> Required work: Produce a verbatim transcription of the entries, with all pictures omitted.

> Available records:
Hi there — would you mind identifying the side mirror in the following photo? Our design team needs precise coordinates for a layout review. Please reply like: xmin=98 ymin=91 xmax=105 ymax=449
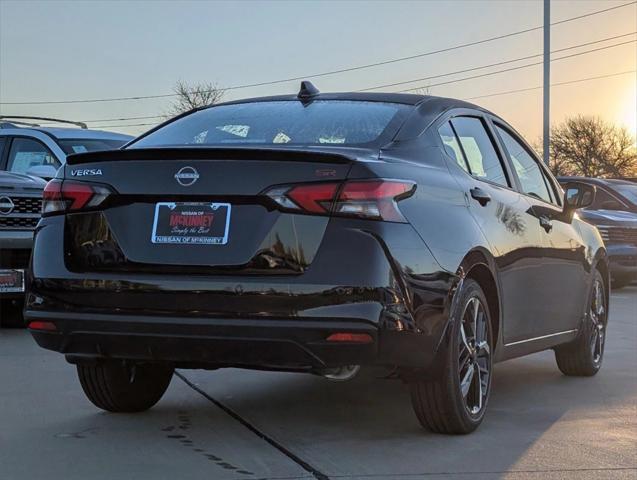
xmin=26 ymin=165 xmax=58 ymax=180
xmin=563 ymin=182 xmax=595 ymax=213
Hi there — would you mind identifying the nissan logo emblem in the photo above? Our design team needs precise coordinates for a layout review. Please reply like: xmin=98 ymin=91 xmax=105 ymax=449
xmin=174 ymin=166 xmax=200 ymax=187
xmin=0 ymin=196 xmax=15 ymax=215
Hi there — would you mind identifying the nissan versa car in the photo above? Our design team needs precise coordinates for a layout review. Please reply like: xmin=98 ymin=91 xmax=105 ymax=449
xmin=26 ymin=83 xmax=608 ymax=434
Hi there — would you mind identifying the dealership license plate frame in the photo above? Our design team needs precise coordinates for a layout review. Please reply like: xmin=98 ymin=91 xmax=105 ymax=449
xmin=151 ymin=202 xmax=231 ymax=245
xmin=0 ymin=269 xmax=25 ymax=293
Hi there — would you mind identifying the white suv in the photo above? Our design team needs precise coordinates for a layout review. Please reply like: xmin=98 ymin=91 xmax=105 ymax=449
xmin=0 ymin=116 xmax=132 ymax=178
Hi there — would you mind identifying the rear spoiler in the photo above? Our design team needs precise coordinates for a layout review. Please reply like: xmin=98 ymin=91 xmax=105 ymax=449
xmin=66 ymin=147 xmax=356 ymax=166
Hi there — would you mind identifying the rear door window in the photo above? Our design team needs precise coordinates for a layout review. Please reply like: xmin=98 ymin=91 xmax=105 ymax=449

> Exercise result:
Hi there — would you mind identifying the side mirror in the following photo? Our design team needs precise coordinates for a layout review. Please reply like: xmin=98 ymin=91 xmax=105 ymax=449
xmin=26 ymin=165 xmax=58 ymax=180
xmin=563 ymin=182 xmax=595 ymax=213
Hi there — would you mind identifying the nissan logo emblem in the photo above? Our design team needs precise coordinates for a layout review. Please reply like: xmin=98 ymin=91 xmax=105 ymax=449
xmin=174 ymin=166 xmax=200 ymax=187
xmin=0 ymin=196 xmax=15 ymax=215
Hi there — would you mind identifying the nissan versa car in the photo above? Our design team needs precise coordinates for a layout review. Please reply like: xmin=98 ymin=91 xmax=105 ymax=449
xmin=26 ymin=83 xmax=608 ymax=434
Hi there — would you mind identifying the dealership license plate frame in the photo above? Our design team needs precise coordinates for a layout review. Please reply like: xmin=98 ymin=91 xmax=105 ymax=449
xmin=151 ymin=202 xmax=231 ymax=245
xmin=0 ymin=269 xmax=25 ymax=293
Hi there — would you mind identifying the white suv in the photo above? Our design team needs precise coordinates for a layout review. Please reply like: xmin=98 ymin=91 xmax=105 ymax=449
xmin=0 ymin=116 xmax=132 ymax=178
Hi there — would you mind identifying the rear spoiler in the photo above? Our design team needs precise coordinates for a layout review. Please reply like: xmin=98 ymin=91 xmax=105 ymax=449
xmin=66 ymin=147 xmax=356 ymax=166
Hi there — would you mind identifying the rear door window in the photo above? Our design team needs precise coordinates for a layout review. Please reply like: xmin=98 ymin=91 xmax=105 ymax=449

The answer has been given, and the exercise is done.